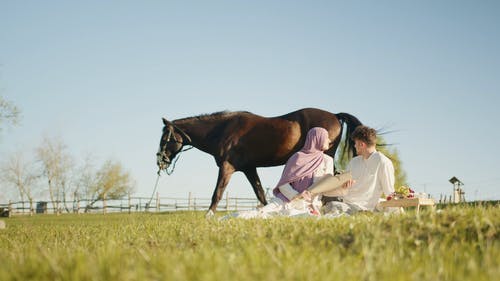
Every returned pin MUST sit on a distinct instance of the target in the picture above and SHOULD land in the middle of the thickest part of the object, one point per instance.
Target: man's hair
(365, 134)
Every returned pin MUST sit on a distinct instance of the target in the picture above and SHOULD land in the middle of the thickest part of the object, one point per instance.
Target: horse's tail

—————

## [INSTRUCTIONS TO FOLLOW]
Make an exact copy of the listing. Leave its pictures out.

## [REPLY]
Every returned pin MUST sit on a distinct instance of the target in the picture above and SHOULD land in the middle of the thickest part of the object, one point per instance.
Target: man's hair
(365, 134)
Every returned pin MUST sit on a distinct instance of the target in the picture above and SHOULD land in the middle of the thickest part of the object, one point per instance.
Target: horse's tail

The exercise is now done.